→ To do:
Print the whole listing, unchanged.
_ _ _ _
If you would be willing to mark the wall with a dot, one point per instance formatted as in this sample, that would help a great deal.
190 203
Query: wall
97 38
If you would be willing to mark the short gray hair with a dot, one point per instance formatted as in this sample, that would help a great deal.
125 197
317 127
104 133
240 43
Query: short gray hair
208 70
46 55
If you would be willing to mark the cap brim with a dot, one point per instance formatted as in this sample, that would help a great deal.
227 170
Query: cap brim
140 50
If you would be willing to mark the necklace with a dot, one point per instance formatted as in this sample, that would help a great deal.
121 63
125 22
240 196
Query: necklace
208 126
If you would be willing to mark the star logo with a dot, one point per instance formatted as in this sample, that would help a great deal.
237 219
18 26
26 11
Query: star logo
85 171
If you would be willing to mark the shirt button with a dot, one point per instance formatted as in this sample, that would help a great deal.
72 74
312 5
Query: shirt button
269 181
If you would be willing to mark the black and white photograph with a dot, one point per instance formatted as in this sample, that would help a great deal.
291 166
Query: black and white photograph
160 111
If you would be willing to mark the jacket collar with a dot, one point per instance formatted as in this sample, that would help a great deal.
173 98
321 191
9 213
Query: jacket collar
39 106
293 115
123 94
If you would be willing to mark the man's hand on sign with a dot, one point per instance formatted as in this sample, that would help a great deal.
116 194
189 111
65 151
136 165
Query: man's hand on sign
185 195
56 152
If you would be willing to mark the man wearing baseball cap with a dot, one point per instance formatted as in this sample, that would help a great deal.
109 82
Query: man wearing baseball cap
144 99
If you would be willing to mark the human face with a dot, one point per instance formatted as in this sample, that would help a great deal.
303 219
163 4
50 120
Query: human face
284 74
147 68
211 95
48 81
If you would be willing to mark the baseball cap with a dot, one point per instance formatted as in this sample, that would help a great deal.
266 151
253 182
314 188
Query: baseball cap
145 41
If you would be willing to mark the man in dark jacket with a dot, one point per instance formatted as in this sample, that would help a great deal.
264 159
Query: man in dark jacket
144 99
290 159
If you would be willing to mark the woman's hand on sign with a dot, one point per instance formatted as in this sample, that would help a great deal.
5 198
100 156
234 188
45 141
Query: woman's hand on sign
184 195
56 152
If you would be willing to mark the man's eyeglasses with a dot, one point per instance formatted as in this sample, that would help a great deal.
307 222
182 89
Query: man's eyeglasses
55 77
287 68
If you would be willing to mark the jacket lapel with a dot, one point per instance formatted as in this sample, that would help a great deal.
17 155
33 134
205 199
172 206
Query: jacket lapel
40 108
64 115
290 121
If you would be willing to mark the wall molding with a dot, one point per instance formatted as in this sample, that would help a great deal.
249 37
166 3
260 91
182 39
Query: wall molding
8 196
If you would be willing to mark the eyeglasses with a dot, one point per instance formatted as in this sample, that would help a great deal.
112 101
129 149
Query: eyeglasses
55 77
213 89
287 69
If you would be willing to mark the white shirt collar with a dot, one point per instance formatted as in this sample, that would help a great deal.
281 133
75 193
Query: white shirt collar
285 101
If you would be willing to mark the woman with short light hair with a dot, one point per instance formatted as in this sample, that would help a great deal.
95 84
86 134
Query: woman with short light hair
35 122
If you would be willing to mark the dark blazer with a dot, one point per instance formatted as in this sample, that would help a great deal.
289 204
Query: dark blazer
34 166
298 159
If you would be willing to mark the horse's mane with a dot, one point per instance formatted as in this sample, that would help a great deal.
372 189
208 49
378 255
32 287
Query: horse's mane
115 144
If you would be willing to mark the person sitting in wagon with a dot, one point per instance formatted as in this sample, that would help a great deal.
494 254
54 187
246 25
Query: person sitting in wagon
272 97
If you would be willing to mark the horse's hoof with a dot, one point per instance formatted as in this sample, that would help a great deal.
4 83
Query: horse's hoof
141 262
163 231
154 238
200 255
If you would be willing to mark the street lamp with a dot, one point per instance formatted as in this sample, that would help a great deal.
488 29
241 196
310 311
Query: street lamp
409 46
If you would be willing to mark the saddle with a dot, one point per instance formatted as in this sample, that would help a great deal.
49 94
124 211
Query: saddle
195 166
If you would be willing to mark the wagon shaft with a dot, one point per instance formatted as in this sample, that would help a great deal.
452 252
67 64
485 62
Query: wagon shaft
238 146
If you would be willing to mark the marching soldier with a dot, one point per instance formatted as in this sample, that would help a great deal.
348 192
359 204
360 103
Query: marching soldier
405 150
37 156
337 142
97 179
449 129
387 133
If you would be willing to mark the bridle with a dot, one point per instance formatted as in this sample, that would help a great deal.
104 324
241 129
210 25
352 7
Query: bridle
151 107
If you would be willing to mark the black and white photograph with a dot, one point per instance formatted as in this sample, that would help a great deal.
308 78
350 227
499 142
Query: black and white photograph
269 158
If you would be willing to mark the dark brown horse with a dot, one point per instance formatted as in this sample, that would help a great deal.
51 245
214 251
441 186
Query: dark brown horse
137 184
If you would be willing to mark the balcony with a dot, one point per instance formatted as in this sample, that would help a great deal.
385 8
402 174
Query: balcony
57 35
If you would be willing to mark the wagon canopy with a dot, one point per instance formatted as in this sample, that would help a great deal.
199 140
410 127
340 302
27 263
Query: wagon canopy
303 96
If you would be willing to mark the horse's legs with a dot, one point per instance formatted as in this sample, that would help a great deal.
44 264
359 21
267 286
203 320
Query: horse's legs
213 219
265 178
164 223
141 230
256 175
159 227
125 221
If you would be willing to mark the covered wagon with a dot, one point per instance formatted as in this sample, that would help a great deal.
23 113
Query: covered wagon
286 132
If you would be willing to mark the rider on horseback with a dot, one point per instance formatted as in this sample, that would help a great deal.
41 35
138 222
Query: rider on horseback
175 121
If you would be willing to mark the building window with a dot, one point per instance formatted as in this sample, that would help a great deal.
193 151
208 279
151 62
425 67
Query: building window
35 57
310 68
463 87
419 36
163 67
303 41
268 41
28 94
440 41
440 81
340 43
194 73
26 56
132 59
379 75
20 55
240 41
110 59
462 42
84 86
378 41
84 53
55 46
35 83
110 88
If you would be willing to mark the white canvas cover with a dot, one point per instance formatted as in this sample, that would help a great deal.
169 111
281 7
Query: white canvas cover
_ _ _ _
→ Written response:
If you would be willing to mark the wall with a dot, one point per instance formatted as in this sample, that would help a great deal.
190 203
Query: wall
97 38
If you would be willing to mark the short gray hair with a dot, one point per instance formatted as in this sample, that would help a great deal.
125 197
317 127
104 133
240 43
Query: short gray hair
208 70
46 55
If you would be willing to mark the cap brim with a dot, one point per instance formatted as in this sample, that would help a great deal.
227 170
Query: cap brim
140 50
If you would be willing to mark the necklace with a dot, one point per instance formatted as in this sample, that would help a great deal.
121 63
125 22
240 196
Query: necklace
208 126
If you would be willing to mark the star logo with a dot, one point per instance formatted as in this sample, that would help a great deal.
237 219
18 26
26 11
Query: star logo
85 171
If you would be willing to mark the shirt button with a dot, one point per instance formatted as in this sample, that would help a great deal.
72 74
312 5
Query: shirt button
269 181
If you would be willing to mark the black and white photograph with a dot, one point per instance formatted as in this sample, that would help a great deal.
291 166
Query: black and white photograph
160 111
If you would be willing to mark the jacket collar with a dot, one point per instance formatted as in this sample, that would help a great deal.
173 98
321 191
9 213
Query: jacket collar
39 106
293 115
123 94
If you would be willing to mark the man's hand on sign with a dot, one point per instance formatted as in this sample, that would help a great deal.
116 194
189 111
65 151
136 165
Query: man's hand on sign
185 195
56 152
If you would be willing to mark the man wearing baseball cap with a dot, one point per instance formatted as in this sample, that would help a great deal.
109 82
Query: man wearing baseball cap
144 99
If you would be willing to mark the human face with a dot, one point per instance formatted as in this sample, that would help a great deal.
303 219
163 4
50 120
Query: human face
284 74
147 68
211 95
48 81
If you would be willing to mark the baseball cap with a dot, one point per instance formatted as in this sample, that would help a great deal.
266 151
253 182
314 188
Query: baseball cap
145 41
If you would be willing to mark the man in dark jacket with a dot, one point per instance formatted as in this sample, that would help a great deal.
264 159
Query: man in dark jacket
144 99
290 159
If you would be willing to mark the woman's hand on sign with a dot, one point per instance formatted as in this sample, that would help a great deal.
5 198
100 156
234 188
45 141
Query: woman's hand on sign
184 195
56 152
If you would be willing to mark the man's eyeglasses with a dot, one point per instance formatted as in this sample, that would help a great deal.
307 222
182 89
Query: man's eyeglasses
55 77
287 68
If you would be willing to mark the jacket lapel with a dot, one point per instance formatted as in this sample, that would help a great deal.
17 155
33 134
205 199
172 206
Query: jacket lapel
40 108
64 115
290 121
If you would be willing to mark the wall molding with a dot, one point per instance formatted as in this sample, that would help a great deal.
249 37
166 3
260 91
182 39
Query: wall molding
8 196
If you would be willing to mark the eyeglasses with a dot, one point per instance formatted as in this sample, that would help a great deal.
112 101
129 149
Query: eyeglasses
55 77
213 89
287 69
If you would be willing to mark the white shirt collar with a dot, one point per instance formatted as in this sample, that would help a great deal.
281 133
75 193
Query: white shirt collar
285 101
If you would be willing to mark the woman with short light hair with a dot, one point per instance formatted as in this sample, that would help a great deal.
95 84
86 134
Query: woman with short light hair
35 122
If you would be willing to mark the dark blazer with a dot, one point per instance formatted as in this sample, that would help a great deal.
289 204
Query: dark blazer
34 166
298 159
If you would be willing to mark the horse's mane with a dot, one point per instance formatted as in this sample, that would help a great deal.
372 189
208 49
378 255
32 287
Query: horse's mane
115 144
If you would be willing to mark the person sitting in wagon with a dot, one point per instance formatted as in this sample, that would help a great deal.
494 254
54 187
246 25
Query: person sitting in wagon
272 97
If you would be willing to mark the horse's hoof with a dot, one point per instance formatted as in this sample, that would help a great deal.
4 83
Query: horse's hoof
141 262
163 231
154 238
200 255
If you would be willing to mark the street lamp with a dot, one point per instance formatted as in this sample, that would help a great deal.
488 29
241 196
310 311
Query: street lamp
409 46
If you would be willing to mark the saddle with a dot, one point per instance formatted as in this sample, that would help a great deal.
49 94
124 211
Query: saddle
195 166
If you would be willing to mark the wagon shaft with a dot, one point per instance formatted as in this sample, that would help a great deal.
452 252
67 64
485 62
Query: wagon shaft
238 146
If you would be willing to mark the marching soldier with a dot, one point per instance formatted as in this sample, that would help a great deal.
348 192
359 204
360 103
Query: marching soldier
405 150
37 156
337 142
97 179
449 129
387 133
If you would be willing to mark the bridle with a dot, one point per instance formatted as in this sample, that would help a great deal.
104 324
241 129
210 25
352 7
Query: bridle
151 107
If you would be willing to mark the black and white photograph with a dot, one point per instance formatted as in this sample, that would help a great deal.
308 78
350 227
499 142
Query: black and white photograph
269 158
If you would be willing to mark the dark brown horse with a dot, one point per instance formatted as in this sample, that would help a great deal.
51 245
214 251
441 186
Query: dark brown horse
137 184
If you would be willing to mark the balcony with a dot, one point per instance formatted as in this sample, that would help a great deal.
385 8
402 174
Query: balcony
57 35
If you would be willing to mark the wagon canopy with a dot, one point per instance formatted as in this sample, that would help a great deal.
199 140
410 127
340 302
27 263
Query: wagon canopy
303 96
If you would be willing to mark the horse's legs with a dot, one point per instance formatted as in this sample, that would help a great deal.
44 264
359 21
267 286
203 320
Query: horse's legs
213 219
265 178
164 223
141 230
256 175
159 227
125 221
If you would be willing to mark the covered wagon with a dot, one point per instance formatted as in this sample, that would help a great deal.
23 113
Query: covered wagon
286 132
If you would be willing to mark the rider on horseback with a dot, one point per instance formatted as in this sample, that would help a great deal.
41 35
138 222
Query: rider on horseback
175 121
If you would be willing to mark the building window with a dot, one point per instance formatted as in this sample, that would help a great deal.
193 151
208 279
151 62
425 67
Query: building window
35 57
310 68
463 87
419 36
163 67
303 41
268 41
28 94
440 41
440 81
340 43
194 73
26 56
132 59
379 75
20 55
240 41
110 59
462 42
84 86
378 41
84 53
55 46
35 83
110 88
If you would be willing to mark the white canvas cover with a dot, one point per instance formatted as in this sample, that would help a great deal.
169 111
281 7
Query: white canvas cover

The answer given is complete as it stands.